**SET TASK**
Write out every line from the beginning of the entries through the line containing "[[50,0],[30,0],[29,3],[29,7],[31,10],[34,7],[42,3]]", with both ends included. Leave the pictures out of your answer.

——————

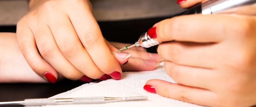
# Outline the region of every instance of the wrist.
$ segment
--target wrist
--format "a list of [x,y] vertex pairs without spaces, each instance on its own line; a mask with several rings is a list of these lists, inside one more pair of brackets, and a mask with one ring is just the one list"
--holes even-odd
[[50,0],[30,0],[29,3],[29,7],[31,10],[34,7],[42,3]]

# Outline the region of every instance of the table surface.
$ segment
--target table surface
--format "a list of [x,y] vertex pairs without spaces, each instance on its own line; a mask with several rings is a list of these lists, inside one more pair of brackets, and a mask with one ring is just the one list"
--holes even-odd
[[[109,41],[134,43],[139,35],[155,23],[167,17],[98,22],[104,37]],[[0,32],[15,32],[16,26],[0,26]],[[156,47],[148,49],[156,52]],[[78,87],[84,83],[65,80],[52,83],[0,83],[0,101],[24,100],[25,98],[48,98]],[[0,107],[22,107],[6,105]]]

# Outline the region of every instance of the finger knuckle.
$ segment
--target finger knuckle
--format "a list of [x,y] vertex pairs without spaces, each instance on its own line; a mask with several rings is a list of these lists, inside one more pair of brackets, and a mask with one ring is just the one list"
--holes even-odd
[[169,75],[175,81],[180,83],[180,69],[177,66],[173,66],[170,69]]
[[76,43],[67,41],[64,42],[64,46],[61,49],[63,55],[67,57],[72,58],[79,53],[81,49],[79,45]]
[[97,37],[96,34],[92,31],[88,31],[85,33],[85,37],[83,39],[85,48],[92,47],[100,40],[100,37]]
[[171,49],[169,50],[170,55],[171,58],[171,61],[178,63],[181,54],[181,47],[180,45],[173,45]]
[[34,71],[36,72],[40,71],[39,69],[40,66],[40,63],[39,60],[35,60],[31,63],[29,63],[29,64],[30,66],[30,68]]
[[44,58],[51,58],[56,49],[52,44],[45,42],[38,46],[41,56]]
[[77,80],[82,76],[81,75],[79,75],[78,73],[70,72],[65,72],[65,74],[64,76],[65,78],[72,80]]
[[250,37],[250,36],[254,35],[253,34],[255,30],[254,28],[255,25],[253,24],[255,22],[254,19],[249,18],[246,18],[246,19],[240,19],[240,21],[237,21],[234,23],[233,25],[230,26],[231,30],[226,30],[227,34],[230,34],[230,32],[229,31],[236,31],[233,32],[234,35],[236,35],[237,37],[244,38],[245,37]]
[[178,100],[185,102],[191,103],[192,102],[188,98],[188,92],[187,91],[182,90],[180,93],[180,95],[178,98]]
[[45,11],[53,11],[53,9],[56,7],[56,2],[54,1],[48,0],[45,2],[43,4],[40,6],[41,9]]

——————

**WORKED SOLUTION**
# Outline the region of every instance of the wrist.
$ segment
--target wrist
--format "a list of [x,y] vertex pairs without spaces, each instance on its own line; a mask with several rings is a list of these lists, inside one more pair of brackets, and a mask with one ring is just the one list"
--holes even-odd
[[50,0],[30,0],[29,3],[29,7],[31,10],[34,7],[42,3]]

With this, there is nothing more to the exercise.